▶ _Text for analysis_:
+ + + + +
Book Review
Disabling Laws, Enabling Acts: Disability rights in Britain and America
N Engl J Med 1995; 332:1798June 29, 1995
- Article
Disabling Laws, Enabling Acts: Disability rights in Britain and America
(Law and Social Theory.) By Caroline Gooding. 219 pp. Boulder, Colo., Pluto Press, 1994. $16.95. ISBN: 0-7453-0771-XComparing and contrasting the development and current status of disability legislation in the United States and Britain is an effective way to highlight the major issues. It also adds dramatic impact to a scholarly work. Gooding starts with the premise that disability is to a great extent a concept based on social, political, and historical factors. These factors have a greater role in defining the personal and legal status of someone with a physical or mental impairment than the impairment itself. The medicalization of physical and mental impairments and the paternalism of the welfare state — the dominant philosophies until the early 1970s — combined to establish a status quo that worked against the entry of people with disabilities into society at large. The author demonstrates how activists in the disability movement, patterning their strategy on the approach of the Black Power, feminist, and other social movements, began working toward legislative remedies, which 20 years later culminated in the passage of the Americans with Disabilities Act.
+ + + + +
▶ _Dataset content_:
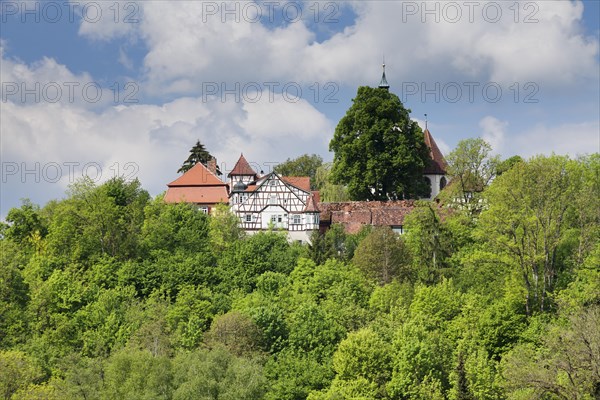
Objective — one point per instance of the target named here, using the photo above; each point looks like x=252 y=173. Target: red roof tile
x=301 y=182
x=317 y=195
x=311 y=205
x=438 y=165
x=196 y=194
x=198 y=175
x=355 y=214
x=242 y=168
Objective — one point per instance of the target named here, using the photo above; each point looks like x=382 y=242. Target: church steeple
x=383 y=83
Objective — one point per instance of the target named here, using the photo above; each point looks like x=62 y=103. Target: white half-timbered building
x=272 y=201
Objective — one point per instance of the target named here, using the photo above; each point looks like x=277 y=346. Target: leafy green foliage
x=305 y=165
x=379 y=152
x=198 y=154
x=110 y=295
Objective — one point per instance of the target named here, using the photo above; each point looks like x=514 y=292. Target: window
x=443 y=183
x=427 y=191
x=399 y=229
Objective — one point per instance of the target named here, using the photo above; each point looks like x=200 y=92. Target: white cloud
x=493 y=132
x=188 y=46
x=568 y=138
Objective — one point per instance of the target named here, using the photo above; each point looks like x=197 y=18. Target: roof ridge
x=201 y=171
x=242 y=167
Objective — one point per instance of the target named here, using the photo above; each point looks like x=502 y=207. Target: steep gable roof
x=438 y=164
x=242 y=168
x=311 y=204
x=198 y=175
x=196 y=194
x=301 y=182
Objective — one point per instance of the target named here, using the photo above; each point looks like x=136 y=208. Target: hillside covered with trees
x=109 y=294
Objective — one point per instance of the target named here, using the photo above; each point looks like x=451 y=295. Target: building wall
x=435 y=184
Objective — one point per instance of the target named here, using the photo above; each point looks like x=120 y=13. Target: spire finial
x=383 y=83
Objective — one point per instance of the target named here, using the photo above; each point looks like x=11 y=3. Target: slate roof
x=242 y=167
x=311 y=204
x=438 y=165
x=301 y=182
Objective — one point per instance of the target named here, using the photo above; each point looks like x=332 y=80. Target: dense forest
x=110 y=294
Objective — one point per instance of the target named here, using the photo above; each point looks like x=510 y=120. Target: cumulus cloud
x=190 y=43
x=568 y=138
x=493 y=132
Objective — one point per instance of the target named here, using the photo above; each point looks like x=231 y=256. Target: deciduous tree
x=380 y=153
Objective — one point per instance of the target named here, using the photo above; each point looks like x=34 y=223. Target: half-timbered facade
x=272 y=201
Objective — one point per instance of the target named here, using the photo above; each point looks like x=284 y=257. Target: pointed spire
x=383 y=83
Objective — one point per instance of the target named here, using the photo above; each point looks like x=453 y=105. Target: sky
x=105 y=88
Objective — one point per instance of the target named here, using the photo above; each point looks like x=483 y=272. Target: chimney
x=212 y=165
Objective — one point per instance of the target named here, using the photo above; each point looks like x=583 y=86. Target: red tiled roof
x=198 y=175
x=242 y=168
x=301 y=182
x=438 y=165
x=317 y=195
x=196 y=194
x=355 y=214
x=311 y=205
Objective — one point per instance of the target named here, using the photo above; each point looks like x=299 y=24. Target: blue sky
x=104 y=88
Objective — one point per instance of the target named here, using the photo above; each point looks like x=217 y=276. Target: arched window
x=427 y=193
x=443 y=182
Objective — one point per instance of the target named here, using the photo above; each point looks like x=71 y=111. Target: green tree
x=236 y=332
x=198 y=154
x=217 y=375
x=507 y=164
x=428 y=243
x=137 y=375
x=567 y=366
x=363 y=354
x=329 y=191
x=224 y=228
x=379 y=151
x=24 y=223
x=382 y=256
x=472 y=168
x=304 y=165
x=527 y=219
x=17 y=371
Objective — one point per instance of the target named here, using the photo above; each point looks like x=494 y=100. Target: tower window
x=443 y=182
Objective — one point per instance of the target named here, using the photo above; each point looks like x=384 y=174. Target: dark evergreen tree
x=198 y=154
x=380 y=153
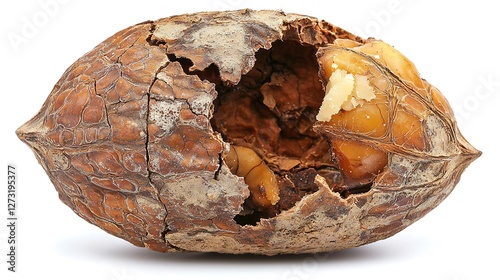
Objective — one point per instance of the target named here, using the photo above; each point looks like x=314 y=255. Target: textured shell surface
x=128 y=140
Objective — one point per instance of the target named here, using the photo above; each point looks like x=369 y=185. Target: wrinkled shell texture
x=126 y=138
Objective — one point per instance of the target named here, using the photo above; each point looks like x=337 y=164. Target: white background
x=454 y=44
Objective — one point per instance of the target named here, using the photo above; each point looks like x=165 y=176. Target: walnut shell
x=134 y=134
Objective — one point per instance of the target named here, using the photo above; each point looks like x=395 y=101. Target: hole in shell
x=272 y=111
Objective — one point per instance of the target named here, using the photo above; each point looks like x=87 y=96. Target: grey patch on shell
x=202 y=104
x=166 y=114
x=439 y=138
x=416 y=172
x=200 y=191
x=170 y=30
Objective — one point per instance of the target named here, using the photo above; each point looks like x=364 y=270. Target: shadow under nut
x=136 y=136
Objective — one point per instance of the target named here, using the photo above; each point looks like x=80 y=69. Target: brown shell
x=126 y=138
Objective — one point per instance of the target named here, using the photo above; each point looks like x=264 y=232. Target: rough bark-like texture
x=127 y=140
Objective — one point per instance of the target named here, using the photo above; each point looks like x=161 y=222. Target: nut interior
x=272 y=111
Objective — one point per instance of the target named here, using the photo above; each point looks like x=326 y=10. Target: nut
x=247 y=132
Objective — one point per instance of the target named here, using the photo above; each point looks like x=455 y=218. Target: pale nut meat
x=247 y=132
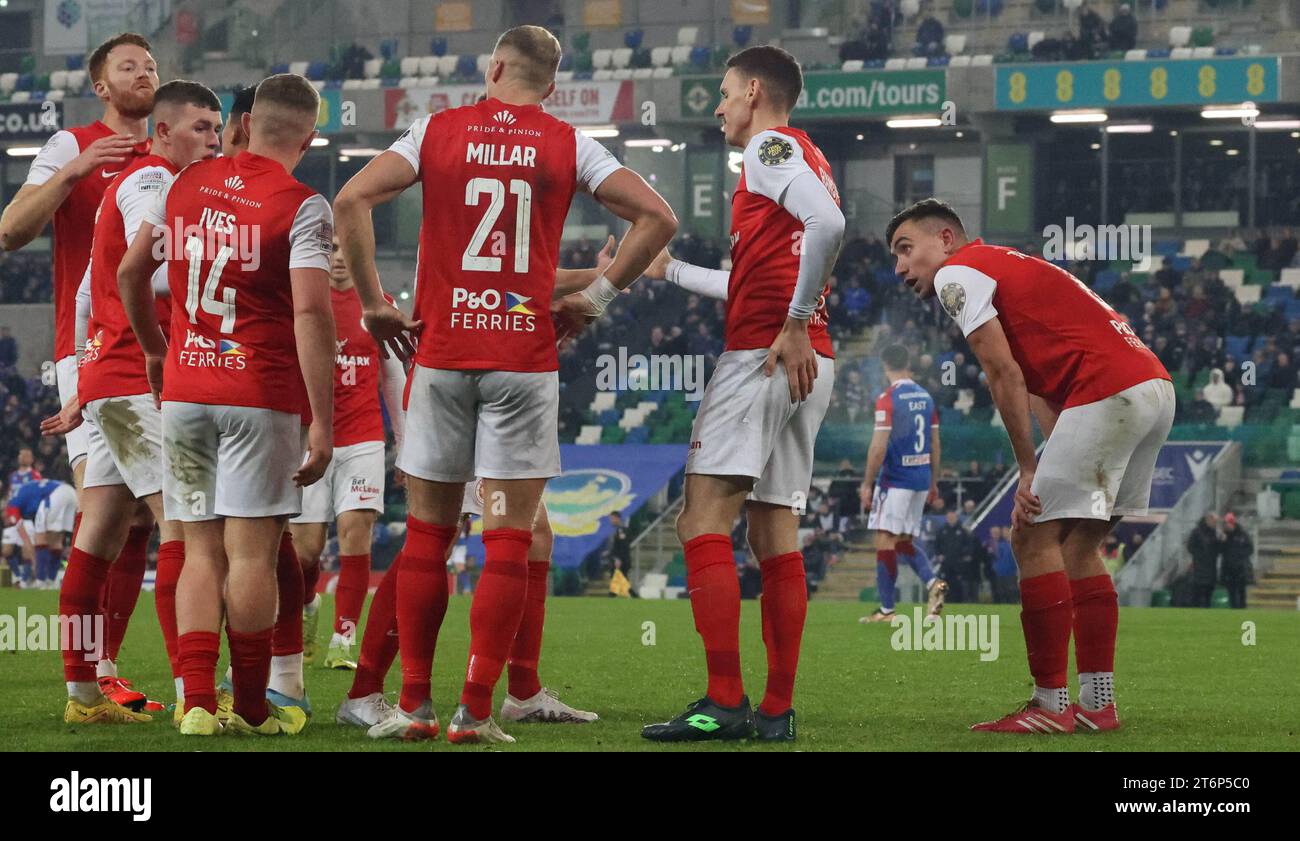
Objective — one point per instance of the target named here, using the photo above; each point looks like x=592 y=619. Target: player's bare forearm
x=628 y=196
x=31 y=209
x=313 y=334
x=134 y=285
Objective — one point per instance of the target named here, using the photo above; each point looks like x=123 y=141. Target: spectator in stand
x=1006 y=589
x=1204 y=546
x=930 y=37
x=1123 y=29
x=1238 y=560
x=8 y=349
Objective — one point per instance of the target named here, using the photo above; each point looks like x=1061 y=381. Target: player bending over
x=1053 y=347
x=752 y=442
x=904 y=454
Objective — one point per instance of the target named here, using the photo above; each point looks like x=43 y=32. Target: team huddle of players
x=230 y=395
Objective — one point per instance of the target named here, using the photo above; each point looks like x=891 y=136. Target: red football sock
x=380 y=638
x=421 y=599
x=79 y=597
x=715 y=601
x=524 y=654
x=495 y=614
x=1096 y=616
x=889 y=558
x=287 y=631
x=311 y=577
x=1047 y=615
x=125 y=577
x=785 y=605
x=250 y=667
x=170 y=562
x=199 y=651
x=354 y=580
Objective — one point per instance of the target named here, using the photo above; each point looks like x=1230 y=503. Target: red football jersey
x=360 y=371
x=497 y=183
x=74 y=220
x=1073 y=349
x=113 y=363
x=238 y=225
x=766 y=241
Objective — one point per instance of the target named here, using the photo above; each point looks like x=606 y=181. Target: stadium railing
x=1164 y=555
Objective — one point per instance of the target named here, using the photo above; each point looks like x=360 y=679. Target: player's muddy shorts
x=493 y=424
x=1100 y=458
x=748 y=426
x=229 y=462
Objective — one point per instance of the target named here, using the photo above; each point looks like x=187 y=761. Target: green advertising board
x=837 y=94
x=1105 y=83
x=1008 y=187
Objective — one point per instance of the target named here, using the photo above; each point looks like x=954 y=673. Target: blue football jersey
x=909 y=414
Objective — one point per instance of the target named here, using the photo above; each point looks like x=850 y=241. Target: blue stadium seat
x=467 y=65
x=1236 y=346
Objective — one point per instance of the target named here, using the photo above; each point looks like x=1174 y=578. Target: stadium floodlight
x=1277 y=125
x=914 y=122
x=1230 y=112
x=1078 y=116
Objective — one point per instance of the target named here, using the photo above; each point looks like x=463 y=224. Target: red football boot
x=1096 y=720
x=1031 y=719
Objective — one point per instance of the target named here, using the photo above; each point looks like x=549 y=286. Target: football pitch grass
x=1184 y=681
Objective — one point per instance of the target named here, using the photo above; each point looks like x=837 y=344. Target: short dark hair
x=776 y=69
x=896 y=358
x=242 y=102
x=99 y=57
x=186 y=92
x=926 y=208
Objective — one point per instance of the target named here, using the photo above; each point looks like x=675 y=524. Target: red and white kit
x=233 y=397
x=1079 y=354
x=746 y=424
x=354 y=480
x=74 y=226
x=124 y=426
x=497 y=183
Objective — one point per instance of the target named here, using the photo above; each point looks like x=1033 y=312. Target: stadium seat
+ + + + +
▶ _Apply what you read_:
- 1) According to the book review, which two dominant philosophies until the early 1970s combined to keep people with disabilities from entering society at large?
- 2) List the factors that, according to the book review, Gooding says the concept of disability is largely based on.
- 3) Continue the book review on disability rights in Britain and America from its last sentence.
The records come from a separate source and are unrelated to the book review.

▶ _Written responses_:
- 1) The medicalization of physical and mental impairments and the paternalism of the welfare state.

- 2) Social, political, and historical factors.

- 3)
The book then provides an easily followed analysis of the structure and effectiveness of American disability laws, with an emphasis on the tactical and strategic uses of social and political activism. The scene shifts next to Britain, and the author recounts a struggle that has achieved little progress and is marked by the virtual absence of effective enforcement of the few laws that have been passed. People with disabilities have not been able to match even the small gains achieved by women and ethnic minorities, and little change seems likely in the near future. The inability of the European Union to pass meaningful social legislation is documented. Even in this venue, Britain has refused to sign any agreement that might commit the nation to binding social legislation.
The author clearly brings the perspective of an activist for civil rights for the disabled to her book. She can, however, keep rhetoric in check and document her arguments with relevant citations. As an added fringe benefit, the book provides Americans with a brief but interesting primer on the British parliamentary and legal systems.
The United States almost always comes off badly when compared with other industrial nations. Examples such as infant mortality, violent deaths of the young, and teenage pregnancy are well known. We have excelled, however, in developing and implementing legislation that facilitates the entry of people with disabilities into mainstream life and gainful employment. Anyone frustrated by the seeming “excesses” of the Americans with Disabilities Act and related legislation, especially at a time of frontal assault on all social programs, should read this book, compare our situation with that in Britain, and be reminded of what life in this country was like not too many years ago for 36 million Americans with disabilities.
Gerald S. Golden, M.D.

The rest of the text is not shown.